━━━━━ Information provided ━━━━━

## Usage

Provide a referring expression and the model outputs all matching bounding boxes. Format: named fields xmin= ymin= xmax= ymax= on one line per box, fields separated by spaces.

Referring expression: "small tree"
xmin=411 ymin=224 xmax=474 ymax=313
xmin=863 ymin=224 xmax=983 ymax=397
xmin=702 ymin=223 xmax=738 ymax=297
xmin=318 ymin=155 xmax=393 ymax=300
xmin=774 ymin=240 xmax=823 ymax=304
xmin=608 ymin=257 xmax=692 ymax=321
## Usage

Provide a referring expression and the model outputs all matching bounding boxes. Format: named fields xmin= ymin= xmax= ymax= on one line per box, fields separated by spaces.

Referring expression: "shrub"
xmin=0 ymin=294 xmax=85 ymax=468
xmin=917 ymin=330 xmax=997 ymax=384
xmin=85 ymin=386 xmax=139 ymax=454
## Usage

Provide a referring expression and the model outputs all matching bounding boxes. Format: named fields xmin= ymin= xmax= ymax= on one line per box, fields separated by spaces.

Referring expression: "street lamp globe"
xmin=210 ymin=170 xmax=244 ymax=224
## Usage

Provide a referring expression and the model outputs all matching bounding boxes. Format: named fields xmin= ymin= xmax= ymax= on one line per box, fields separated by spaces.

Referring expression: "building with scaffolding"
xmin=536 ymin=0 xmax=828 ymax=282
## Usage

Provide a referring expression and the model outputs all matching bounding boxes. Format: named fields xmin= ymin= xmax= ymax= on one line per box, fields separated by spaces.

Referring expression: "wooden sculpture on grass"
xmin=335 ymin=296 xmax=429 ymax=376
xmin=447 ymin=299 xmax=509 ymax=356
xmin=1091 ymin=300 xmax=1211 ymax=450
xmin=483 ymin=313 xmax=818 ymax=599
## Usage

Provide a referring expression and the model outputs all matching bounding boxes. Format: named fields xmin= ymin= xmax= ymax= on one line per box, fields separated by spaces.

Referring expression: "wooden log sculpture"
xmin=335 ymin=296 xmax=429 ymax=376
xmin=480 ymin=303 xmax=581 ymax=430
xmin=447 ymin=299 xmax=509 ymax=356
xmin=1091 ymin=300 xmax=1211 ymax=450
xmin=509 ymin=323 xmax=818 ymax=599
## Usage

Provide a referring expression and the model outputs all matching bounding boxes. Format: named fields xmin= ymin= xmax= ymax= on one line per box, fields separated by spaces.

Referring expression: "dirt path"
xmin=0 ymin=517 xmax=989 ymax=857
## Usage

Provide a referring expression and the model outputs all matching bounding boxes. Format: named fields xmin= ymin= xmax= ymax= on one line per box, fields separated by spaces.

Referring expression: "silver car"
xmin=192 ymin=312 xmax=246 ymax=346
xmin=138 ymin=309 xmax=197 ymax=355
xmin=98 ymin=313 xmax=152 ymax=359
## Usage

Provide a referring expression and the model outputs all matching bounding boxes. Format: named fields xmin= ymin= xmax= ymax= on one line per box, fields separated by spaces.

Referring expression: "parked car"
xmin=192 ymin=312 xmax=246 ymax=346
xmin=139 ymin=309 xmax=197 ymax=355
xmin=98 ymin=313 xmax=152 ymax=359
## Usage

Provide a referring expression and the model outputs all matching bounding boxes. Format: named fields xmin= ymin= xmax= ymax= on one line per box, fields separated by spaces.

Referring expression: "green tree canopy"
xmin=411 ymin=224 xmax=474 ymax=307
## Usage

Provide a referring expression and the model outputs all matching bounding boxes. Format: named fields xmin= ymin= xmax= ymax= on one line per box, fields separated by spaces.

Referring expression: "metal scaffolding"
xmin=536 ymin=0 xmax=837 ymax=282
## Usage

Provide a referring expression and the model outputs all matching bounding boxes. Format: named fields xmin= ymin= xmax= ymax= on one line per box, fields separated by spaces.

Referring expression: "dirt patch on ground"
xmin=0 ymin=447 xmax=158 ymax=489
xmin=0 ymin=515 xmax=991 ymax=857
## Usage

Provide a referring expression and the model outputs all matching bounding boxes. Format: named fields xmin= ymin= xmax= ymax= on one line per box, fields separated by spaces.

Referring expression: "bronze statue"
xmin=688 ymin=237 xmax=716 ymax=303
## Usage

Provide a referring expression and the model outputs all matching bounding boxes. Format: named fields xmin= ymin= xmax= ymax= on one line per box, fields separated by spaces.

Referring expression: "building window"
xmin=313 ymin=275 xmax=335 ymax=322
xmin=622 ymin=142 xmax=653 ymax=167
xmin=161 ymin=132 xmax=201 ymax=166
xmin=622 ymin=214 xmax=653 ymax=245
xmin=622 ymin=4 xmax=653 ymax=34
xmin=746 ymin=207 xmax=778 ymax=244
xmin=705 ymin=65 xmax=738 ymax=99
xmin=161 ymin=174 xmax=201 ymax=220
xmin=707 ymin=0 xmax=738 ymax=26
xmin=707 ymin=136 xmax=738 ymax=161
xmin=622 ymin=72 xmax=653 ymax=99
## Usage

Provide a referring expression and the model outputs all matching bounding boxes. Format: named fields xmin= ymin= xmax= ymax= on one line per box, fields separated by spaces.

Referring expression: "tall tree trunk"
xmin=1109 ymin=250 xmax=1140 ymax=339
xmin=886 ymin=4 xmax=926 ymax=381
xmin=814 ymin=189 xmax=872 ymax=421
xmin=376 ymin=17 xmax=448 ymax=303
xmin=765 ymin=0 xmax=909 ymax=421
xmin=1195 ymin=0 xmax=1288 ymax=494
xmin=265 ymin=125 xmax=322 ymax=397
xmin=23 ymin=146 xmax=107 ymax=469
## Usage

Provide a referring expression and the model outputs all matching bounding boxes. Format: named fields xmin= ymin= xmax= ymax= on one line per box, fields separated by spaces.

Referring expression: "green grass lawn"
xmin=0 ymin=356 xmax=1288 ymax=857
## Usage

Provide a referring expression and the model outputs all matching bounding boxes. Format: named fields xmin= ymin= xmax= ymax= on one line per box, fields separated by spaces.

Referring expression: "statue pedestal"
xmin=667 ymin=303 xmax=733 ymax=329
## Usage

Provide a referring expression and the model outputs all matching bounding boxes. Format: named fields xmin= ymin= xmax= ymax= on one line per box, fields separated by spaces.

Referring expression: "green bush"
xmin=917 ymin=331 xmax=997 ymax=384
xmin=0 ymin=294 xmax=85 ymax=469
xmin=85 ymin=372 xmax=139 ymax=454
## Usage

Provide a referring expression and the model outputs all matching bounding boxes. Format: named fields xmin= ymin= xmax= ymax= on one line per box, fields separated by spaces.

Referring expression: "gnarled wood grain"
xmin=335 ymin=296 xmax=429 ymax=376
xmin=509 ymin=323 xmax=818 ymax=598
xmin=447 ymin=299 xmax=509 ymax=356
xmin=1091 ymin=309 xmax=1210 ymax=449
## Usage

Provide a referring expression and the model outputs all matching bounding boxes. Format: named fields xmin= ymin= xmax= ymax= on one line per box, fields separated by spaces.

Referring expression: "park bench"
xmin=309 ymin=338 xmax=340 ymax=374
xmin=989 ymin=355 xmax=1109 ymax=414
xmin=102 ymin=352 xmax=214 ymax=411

━━━━━

Return every line from the items above that contains the word "building".

Referring expression: "building with scaffolding"
Referring expression: "building window"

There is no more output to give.